■ **Exercise**
Please count the lines in the rows below that contain the string "pink" and reply with that number alone.

■ **Supplied data**
------------------------------------

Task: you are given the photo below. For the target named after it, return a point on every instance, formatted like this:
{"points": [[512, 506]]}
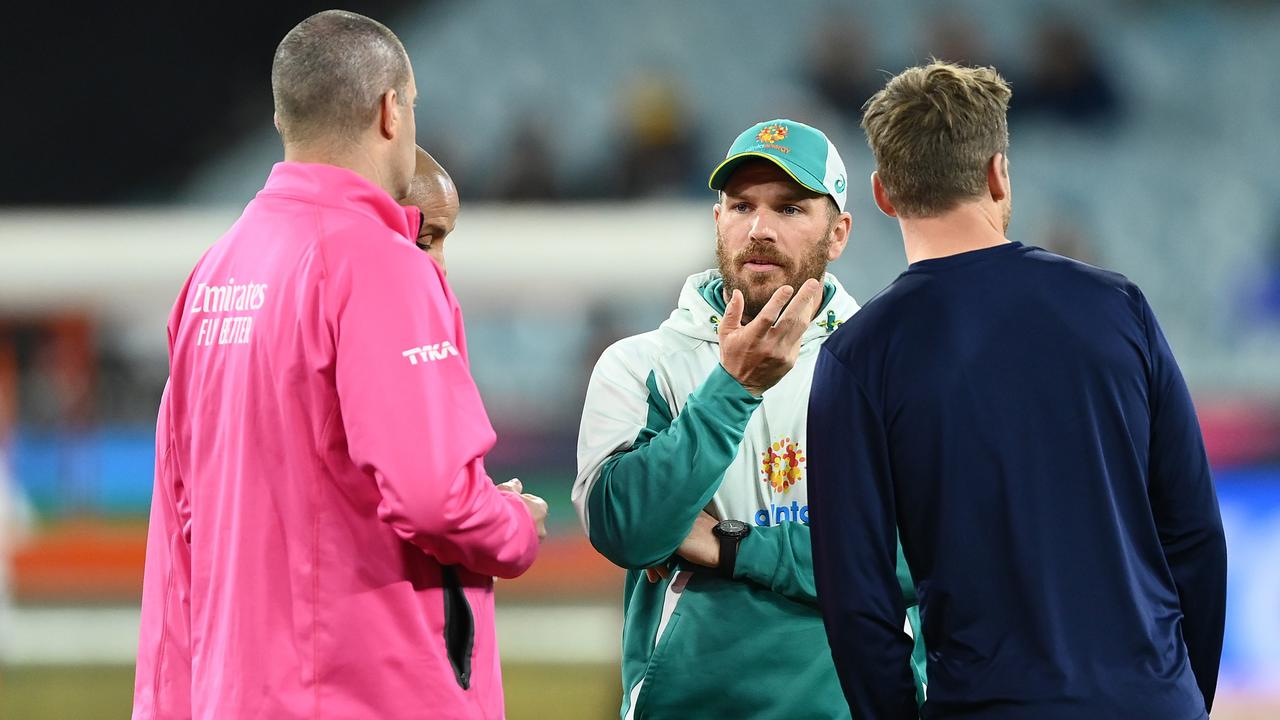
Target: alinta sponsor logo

------------------------------------

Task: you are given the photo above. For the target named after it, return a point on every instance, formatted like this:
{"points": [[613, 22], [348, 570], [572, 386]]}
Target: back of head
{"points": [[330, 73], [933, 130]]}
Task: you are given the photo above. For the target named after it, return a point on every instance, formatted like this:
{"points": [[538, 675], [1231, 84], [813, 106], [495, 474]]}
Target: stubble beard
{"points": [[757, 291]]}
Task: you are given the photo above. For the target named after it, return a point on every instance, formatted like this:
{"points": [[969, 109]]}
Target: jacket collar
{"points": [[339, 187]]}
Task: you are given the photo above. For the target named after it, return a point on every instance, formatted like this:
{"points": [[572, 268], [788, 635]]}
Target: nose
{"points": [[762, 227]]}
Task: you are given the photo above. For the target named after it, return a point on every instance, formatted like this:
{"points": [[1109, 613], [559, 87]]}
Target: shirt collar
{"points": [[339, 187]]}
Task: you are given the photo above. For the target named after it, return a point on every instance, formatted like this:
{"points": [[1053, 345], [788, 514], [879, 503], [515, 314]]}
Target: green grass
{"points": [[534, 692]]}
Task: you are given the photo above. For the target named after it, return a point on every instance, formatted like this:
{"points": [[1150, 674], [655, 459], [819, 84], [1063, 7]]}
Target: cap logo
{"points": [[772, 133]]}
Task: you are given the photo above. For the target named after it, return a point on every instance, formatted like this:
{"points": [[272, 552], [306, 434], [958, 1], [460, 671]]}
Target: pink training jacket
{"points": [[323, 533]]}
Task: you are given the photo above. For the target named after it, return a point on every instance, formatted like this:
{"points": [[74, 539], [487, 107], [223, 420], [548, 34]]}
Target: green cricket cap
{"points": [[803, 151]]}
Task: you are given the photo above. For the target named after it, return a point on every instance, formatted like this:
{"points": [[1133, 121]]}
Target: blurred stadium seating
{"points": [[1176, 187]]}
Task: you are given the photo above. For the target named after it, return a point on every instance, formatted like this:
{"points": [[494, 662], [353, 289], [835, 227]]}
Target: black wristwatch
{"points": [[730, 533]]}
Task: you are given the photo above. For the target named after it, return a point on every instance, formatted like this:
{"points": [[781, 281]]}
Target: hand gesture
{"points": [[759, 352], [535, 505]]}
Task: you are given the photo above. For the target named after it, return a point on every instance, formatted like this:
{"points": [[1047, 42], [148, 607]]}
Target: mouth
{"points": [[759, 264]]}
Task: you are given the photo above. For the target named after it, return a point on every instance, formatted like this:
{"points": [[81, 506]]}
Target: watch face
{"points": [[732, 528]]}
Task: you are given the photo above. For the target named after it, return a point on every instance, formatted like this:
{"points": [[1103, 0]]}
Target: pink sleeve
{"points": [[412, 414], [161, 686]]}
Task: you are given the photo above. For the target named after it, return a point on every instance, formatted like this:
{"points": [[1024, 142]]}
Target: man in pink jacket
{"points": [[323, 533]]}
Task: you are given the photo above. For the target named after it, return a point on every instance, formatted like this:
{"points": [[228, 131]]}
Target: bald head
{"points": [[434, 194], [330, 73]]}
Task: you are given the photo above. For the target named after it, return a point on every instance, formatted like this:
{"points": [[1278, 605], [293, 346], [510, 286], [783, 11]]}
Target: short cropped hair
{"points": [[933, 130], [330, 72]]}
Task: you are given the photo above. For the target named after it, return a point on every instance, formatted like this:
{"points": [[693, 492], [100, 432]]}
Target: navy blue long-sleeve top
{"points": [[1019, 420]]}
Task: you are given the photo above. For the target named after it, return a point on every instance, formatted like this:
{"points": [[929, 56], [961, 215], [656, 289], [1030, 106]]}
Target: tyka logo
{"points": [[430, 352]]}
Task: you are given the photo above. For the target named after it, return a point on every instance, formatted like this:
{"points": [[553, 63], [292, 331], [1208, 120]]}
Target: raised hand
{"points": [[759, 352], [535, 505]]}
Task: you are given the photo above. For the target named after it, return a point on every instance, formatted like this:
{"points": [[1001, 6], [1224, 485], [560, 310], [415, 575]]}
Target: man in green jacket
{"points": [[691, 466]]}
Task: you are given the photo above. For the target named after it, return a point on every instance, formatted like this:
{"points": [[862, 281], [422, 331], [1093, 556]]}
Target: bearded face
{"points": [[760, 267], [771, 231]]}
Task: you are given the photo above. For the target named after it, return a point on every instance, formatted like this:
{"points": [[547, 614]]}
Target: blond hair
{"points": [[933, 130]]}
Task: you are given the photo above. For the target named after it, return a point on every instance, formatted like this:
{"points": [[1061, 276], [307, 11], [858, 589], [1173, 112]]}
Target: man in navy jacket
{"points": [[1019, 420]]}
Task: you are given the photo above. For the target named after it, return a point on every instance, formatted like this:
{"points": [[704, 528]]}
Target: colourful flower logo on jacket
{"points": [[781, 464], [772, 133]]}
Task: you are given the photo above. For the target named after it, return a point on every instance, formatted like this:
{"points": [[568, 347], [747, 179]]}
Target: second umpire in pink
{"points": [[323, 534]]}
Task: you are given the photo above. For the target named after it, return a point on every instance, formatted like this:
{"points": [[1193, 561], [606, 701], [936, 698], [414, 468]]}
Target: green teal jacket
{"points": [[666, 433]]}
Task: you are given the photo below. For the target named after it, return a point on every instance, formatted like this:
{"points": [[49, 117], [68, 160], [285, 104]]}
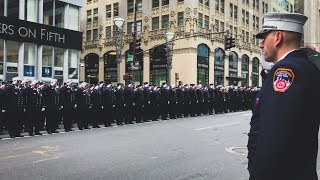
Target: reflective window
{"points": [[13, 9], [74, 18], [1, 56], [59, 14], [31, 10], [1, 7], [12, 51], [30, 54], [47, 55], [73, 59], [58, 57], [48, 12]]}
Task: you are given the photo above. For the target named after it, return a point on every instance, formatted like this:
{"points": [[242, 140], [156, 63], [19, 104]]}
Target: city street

------------------------------------

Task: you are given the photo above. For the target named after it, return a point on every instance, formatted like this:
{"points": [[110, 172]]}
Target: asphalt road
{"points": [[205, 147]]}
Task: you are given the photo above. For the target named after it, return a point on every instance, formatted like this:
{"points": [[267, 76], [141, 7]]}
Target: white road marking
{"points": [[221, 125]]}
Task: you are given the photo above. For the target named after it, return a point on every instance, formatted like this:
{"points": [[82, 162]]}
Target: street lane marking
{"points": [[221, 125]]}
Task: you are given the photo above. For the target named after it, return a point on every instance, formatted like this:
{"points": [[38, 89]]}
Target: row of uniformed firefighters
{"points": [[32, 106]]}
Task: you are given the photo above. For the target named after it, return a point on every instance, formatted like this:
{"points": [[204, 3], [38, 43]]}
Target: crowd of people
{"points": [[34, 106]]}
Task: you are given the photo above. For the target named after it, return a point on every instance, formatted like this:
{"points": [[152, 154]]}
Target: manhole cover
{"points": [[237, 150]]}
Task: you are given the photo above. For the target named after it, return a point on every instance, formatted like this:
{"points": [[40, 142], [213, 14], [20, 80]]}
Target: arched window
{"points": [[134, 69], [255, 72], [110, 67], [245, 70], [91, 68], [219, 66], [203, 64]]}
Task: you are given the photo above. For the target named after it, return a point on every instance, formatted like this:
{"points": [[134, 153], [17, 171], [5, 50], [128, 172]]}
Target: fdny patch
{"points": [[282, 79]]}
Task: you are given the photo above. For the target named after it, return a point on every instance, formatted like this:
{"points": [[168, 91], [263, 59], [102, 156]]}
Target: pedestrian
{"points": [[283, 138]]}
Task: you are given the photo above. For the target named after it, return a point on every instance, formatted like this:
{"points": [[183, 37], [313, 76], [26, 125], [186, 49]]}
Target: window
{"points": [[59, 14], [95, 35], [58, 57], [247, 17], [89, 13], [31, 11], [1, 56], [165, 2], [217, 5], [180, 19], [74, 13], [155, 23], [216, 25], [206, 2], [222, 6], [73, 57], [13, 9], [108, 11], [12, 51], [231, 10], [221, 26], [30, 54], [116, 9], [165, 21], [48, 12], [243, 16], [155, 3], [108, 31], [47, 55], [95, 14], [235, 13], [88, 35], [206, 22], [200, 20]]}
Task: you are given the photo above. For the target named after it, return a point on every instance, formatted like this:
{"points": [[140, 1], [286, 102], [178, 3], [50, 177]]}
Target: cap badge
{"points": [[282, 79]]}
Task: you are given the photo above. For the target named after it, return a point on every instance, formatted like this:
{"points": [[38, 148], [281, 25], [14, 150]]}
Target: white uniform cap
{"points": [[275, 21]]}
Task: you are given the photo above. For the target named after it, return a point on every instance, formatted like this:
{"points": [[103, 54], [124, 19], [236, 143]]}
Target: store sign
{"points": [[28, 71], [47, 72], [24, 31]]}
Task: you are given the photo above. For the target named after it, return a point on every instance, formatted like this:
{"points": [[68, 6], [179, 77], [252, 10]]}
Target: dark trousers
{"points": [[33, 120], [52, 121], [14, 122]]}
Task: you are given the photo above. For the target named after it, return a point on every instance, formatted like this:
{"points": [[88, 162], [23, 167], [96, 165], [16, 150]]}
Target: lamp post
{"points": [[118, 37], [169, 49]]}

------------------------------------

■ **Answer to the task**
4